#### [PROBLEM TO WORK ON]
Output the records below in full, word for word; pictures do not belong in it.

Natural-language object grounding data:
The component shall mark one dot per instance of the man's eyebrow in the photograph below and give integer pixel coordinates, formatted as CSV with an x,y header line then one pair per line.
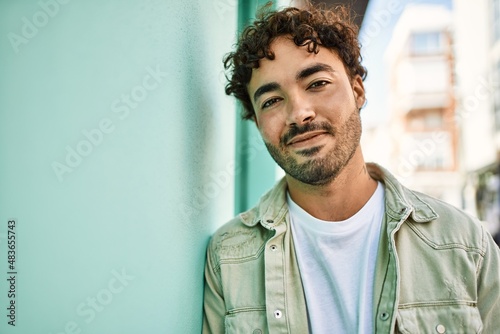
x,y
264,89
304,73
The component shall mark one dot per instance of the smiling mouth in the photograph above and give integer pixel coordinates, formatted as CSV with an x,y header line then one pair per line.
x,y
305,137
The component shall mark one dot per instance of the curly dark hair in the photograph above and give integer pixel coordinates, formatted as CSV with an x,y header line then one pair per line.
x,y
310,27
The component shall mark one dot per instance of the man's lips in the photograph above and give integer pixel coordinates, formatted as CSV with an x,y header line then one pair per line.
x,y
305,137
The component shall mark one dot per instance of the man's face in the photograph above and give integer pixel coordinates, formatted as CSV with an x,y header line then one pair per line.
x,y
306,109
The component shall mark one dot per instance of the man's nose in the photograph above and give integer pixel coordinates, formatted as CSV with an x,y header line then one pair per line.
x,y
300,111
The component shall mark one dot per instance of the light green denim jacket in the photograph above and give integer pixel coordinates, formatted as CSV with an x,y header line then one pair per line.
x,y
437,270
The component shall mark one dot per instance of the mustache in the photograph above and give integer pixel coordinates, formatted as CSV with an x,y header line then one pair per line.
x,y
308,127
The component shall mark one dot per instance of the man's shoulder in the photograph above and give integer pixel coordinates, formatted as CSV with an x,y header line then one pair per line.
x,y
236,240
451,227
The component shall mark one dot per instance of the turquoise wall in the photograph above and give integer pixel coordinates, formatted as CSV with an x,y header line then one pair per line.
x,y
117,161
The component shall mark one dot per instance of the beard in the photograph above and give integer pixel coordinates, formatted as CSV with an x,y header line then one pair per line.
x,y
320,170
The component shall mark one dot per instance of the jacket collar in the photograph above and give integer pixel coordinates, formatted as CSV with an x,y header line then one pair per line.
x,y
272,207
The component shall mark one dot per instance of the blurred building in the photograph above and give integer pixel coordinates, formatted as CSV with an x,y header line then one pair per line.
x,y
477,35
423,132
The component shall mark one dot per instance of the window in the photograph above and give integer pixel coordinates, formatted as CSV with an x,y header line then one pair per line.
x,y
424,43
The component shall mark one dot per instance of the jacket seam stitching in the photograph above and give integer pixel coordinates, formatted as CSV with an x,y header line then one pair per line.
x,y
245,309
437,303
414,228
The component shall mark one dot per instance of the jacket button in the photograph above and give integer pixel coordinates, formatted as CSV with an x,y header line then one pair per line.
x,y
440,329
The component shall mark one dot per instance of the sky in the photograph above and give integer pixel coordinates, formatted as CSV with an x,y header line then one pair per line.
x,y
380,18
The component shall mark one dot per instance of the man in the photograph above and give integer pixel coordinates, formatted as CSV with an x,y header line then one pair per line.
x,y
338,245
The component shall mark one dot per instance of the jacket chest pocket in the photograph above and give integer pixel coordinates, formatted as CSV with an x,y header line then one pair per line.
x,y
439,318
246,321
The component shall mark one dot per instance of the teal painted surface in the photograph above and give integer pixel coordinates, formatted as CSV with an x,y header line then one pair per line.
x,y
258,169
116,148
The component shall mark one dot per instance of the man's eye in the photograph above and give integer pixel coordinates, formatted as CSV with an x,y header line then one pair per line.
x,y
319,83
270,102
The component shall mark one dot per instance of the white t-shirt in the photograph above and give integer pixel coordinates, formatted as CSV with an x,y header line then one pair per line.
x,y
337,265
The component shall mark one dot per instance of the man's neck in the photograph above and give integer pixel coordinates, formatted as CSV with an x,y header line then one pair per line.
x,y
339,199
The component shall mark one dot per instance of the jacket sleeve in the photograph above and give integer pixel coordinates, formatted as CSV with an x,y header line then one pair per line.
x,y
214,309
489,285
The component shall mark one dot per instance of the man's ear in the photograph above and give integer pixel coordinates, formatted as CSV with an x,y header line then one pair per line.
x,y
359,91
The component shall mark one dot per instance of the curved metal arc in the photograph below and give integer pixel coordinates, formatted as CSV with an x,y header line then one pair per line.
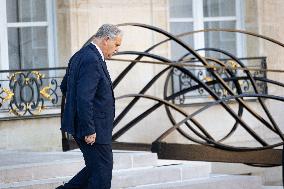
x,y
203,61
227,147
243,104
170,116
274,127
240,107
160,102
121,131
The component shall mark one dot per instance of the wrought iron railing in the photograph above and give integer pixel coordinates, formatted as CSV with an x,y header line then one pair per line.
x,y
182,81
30,92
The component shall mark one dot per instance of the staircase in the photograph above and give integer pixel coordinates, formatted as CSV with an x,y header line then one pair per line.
x,y
137,170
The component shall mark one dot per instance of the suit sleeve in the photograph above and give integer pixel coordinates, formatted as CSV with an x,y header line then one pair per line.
x,y
87,83
63,85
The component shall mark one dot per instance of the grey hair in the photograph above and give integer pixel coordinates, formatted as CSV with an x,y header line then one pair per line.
x,y
108,30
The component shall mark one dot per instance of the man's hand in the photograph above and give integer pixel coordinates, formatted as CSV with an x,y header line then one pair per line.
x,y
90,139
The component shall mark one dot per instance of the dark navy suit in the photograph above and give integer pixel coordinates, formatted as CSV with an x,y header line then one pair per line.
x,y
89,109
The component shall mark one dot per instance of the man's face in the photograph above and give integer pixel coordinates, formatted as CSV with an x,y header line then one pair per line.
x,y
111,46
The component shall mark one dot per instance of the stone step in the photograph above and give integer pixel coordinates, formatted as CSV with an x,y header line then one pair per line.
x,y
214,182
24,166
124,178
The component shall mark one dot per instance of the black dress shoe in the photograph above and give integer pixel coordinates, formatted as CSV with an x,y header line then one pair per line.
x,y
60,187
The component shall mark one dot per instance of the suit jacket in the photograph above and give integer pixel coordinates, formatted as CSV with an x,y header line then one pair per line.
x,y
89,106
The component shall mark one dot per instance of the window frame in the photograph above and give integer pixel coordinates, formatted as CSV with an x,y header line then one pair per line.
x,y
198,21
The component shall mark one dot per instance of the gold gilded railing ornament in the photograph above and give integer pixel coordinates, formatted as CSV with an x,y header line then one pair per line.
x,y
9,94
45,92
29,94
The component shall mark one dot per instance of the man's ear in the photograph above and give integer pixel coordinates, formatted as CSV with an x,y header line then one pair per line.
x,y
105,40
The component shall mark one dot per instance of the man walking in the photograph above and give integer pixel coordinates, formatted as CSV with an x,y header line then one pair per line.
x,y
89,109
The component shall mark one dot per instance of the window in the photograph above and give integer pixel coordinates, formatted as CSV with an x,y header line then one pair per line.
x,y
192,15
186,15
27,37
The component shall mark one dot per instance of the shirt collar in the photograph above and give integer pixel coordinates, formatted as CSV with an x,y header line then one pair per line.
x,y
100,51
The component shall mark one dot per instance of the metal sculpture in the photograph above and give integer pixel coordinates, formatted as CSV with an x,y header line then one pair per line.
x,y
221,74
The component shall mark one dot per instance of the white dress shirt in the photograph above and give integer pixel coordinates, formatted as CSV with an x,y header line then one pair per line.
x,y
100,51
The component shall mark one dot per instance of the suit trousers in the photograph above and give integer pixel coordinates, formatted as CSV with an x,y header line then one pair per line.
x,y
97,173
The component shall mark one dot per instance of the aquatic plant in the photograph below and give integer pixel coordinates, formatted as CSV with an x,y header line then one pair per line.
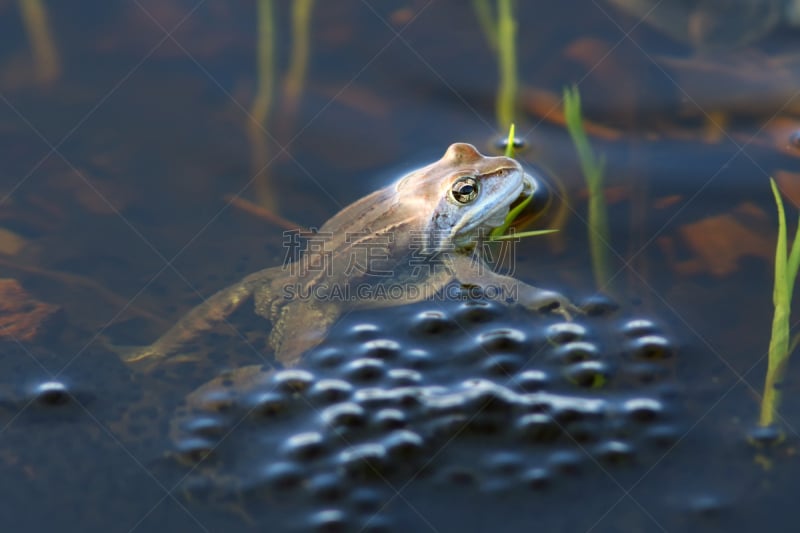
x,y
501,37
498,233
786,267
293,84
262,104
298,61
593,169
45,54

#### [REPLY TO THE EXERCISE]
The component shall mark one dot per instance of the man's eyebrow in the photograph below and give integer pixel coordinates, formatted as CSV with an x,y header line then one pair per line.
x,y
264,89
304,73
The component shall mark one dot per instance of the smiling mouth in the photograph above and give integer pixel coordinates, formatted as CSV with an x,y header line then one pair per line.
x,y
305,137
The component shall mark one dot per instance of the curly dark hair in the photograph above and give integer pixel coordinates, formatted as CSV with an x,y header line then one pair per line.
x,y
310,27
The component shall mark one dot per instance of the man's lips in the photograph above and give integer pixel coordinates, formatted as CSV with an x,y header line then one pair per line.
x,y
305,137
The component shall mark one dot per instance of the man's face in the photograph above and give integer pixel coordinates, formatted as CSV with an x,y header line then one pair per line.
x,y
306,109
The component shall mark one dot per instance of the man's nose in the photograph above and give integer pixel coordinates, formatted as CSV with an x,y header line then one pair per line.
x,y
300,111
The component shall mark one dot per instance of the light green denim jacket in the photograph above and give integer pixel coordinates, formatted as CSV with an x,y header line then one pair per line.
x,y
437,270
The component shall mark one dot per instance of the mustache in the photograph above and give integer pixel coordinates, formatted as CSV with an x,y header line then one pair per line.
x,y
308,127
The component shall mark one dot per instance of the man's shoulder in the photograph above and give integer pixel coordinates, formatted as CSV with an x,y header line then one pair per line.
x,y
236,240
451,227
The component shall mark one dot per instance of the turquoise wall in the photograph above and give integer pixel coordinates, formatted as CSV with an x,y header line then one pair per line.
x,y
117,161
The component shall mark one dot per instance of the beard in the photograph above and give integer pixel coordinates, formatted as CSV with an x,y header line then one pair per line.
x,y
320,170
The component shall mark one dot per instance of the jacket collar in the photograph above and give integer pixel coordinates, formatted as CSV with an x,y header line then one pair per line.
x,y
272,207
The component shall mark one dot per instance of the blurred building in the photograph above and give integer pixel coordinates, formatted as CSV with an x,y header line then one pair per line.
x,y
477,35
423,132
The component shall mark one dot per instance of the window in the photograph above and give integer pixel coordinates, formatted as CSV with an x,y header line then one pair per line.
x,y
424,43
The component shall mark one dot per instance of the jacket seam stitching in the photograph above and give integer pixel coordinates, formatted as CSV with an x,y header line then one pair per line.
x,y
245,309
437,303
414,228
The component shall mark one dot per instance of the jacket button in the photograph above and give integer pixel coordinates, formatted as CSV with an x,y header line then one pair per line.
x,y
440,329
The component shall mark one dot per instance of the sky in the photograph above and give integer pixel coordinates, formatted as CSV with an x,y header line then one pair per line.
x,y
380,18
The component shall mark one dot per instance of the man in the photograph above and give integer pixel coordinates, formatted as CSV with an x,y header line then one pair per line.
x,y
338,245
The component shall mark one dot per instance of the jacket chest pocket in the photograph above and give integer pixel coordinates, formatted as CSV with an x,y header line then one pair per line.
x,y
439,318
246,321
The component shall mark one dot per instance of the teal painted surface in the photograph above and give integer pixel coordinates, formatted as CSV with an x,y header line then one pair per line.
x,y
258,169
116,148
The component shall mark one dot per instance of the man's eye in the photograph above and give integer pixel coordinates, formatted as CSV with an x,y header line then one pair per line.
x,y
319,83
270,102
The component shall mark one dot per instance of the white t-shirt in the photograph above and give integer pixel coordinates, formatted as CSV with an x,y header line then one pair per line.
x,y
337,265
The component shall mark one dot per instance of the man's neck in the photograph above and give integer pixel coordinates, formatted as CSV with an x,y header line then one pair per line.
x,y
339,199
The component shall mark one dot per instance of the jacket sleeve in the photograph above and give integer pixel coordinates, formatted as CSV with an x,y header line then one pair per line.
x,y
214,309
489,285
The component shall mark one dot per instance of the man's ear in the photograph above and give integer pixel coordinates, formatted as CSV with an x,y header line then one pair per line.
x,y
359,91
The component shall mark one dot per instance of the curved metal arc in the photograph below and give integer pixel coordinates, formatted as CSV with an x,y header line then one pair per line.
x,y
203,61
227,147
243,104
170,116
274,127
240,107
160,102
121,131
The component shall mark one dot per instance of the wrought iron railing in the photograph above and give integer pixel coordinates, formatted as CSV with an x,y header line then one pair per line.
x,y
182,81
30,92
The component shall mark one dot per instance of the staircase in the photograph above and give integer pixel coordinates, formatted as CSV with an x,y header line then one pair per line.
x,y
137,170
The component shall mark one dot per instance of the suit sleeve in the photograph above and give integer pixel coordinates, formatted as CSV with an x,y header line then one pair per line.
x,y
87,83
63,85
The component shall mark one dot per instance of the grey hair in the photograph above and give integer pixel coordinates, formatted as CSV with an x,y header line then one pair per line.
x,y
108,30
The component shall mark one dot per instance of the man's hand in the photograph above and give integer pixel coordinates, formatted as CSV with an x,y header line then one pair per line.
x,y
90,139
The component shall mark one dot per instance of the dark navy suit in the photograph above and give integer pixel coordinates, formatted as CSV with an x,y header line then one pair per line.
x,y
89,109
The component shall mark one dot per instance of the man's face in the photograph above and give integer pixel coordinates, formatted as CSV with an x,y header line then one pair per line.
x,y
111,46
The component shall mark one dot per instance of the stone step in the photograph above and give integer pixel coordinates, formatted as CSV with an x,y header line then one pair per line.
x,y
214,182
24,166
124,178
The component shall mark one dot per instance of the black dress shoe in the photograph above and give integer pixel coordinates, formatted as CSV with an x,y header line then one pair per line.
x,y
60,187
The component shall mark one dot per instance of the suit jacket in the photograph above and give integer pixel coordinates, formatted as CSV with an x,y header line then one pair per line.
x,y
89,106
The component shall mark one dot per instance of the window frame in the photograph above and give integer pixel coordinates, formatted as CSV with an x,y header line then one pair per line.
x,y
198,21
The component shall mark one dot per instance of the gold gilded railing ornament in the photograph above and give integer pixel coordinates, formatted as CSV with an x,y header line then one pair per line.
x,y
9,94
45,92
29,94
The component shall mark one dot per instance of the man's ear in the photograph above and give integer pixel coordinates, formatted as CSV with an x,y header line then one pair per line.
x,y
105,40
The component shall mark one dot per instance of the man walking in the photograph above and give integer pixel coordinates, formatted as CSV with an x,y header line then one pair per line.
x,y
89,109
The component shall mark one dot per instance of the window in the photograph above and give integer pixel coordinates, formatted as CSV with an x,y header line then one pair per line.
x,y
192,15
186,15
27,37
The component shall mark one dot per instance of the shirt collar in the photograph above and give integer pixel coordinates, formatted as CSV with an x,y header line then one pair per line.
x,y
100,51
The component shall mark one dot per instance of the metal sculpture in the photograph above and give integer pixel coordinates, formatted as CSV with an x,y header line then one pair per line.
x,y
221,74
The component shall mark one dot per instance of the white dress shirt in the photograph above and give integer pixel coordinates, formatted as CSV with an x,y header line then one pair per line.
x,y
100,51
The component shall mark one dot per instance of the suit trousers in the photograph above and give integer pixel coordinates, formatted as CSV with an x,y header line then one pair per line.
x,y
97,173
The component shall mark one dot per instance of the aquatic plant in the photograph below and give integer pixel coordinates, formatted as CSV with an x,y header line then one pair per line.
x,y
501,37
498,233
786,267
293,84
262,104
298,61
593,169
45,54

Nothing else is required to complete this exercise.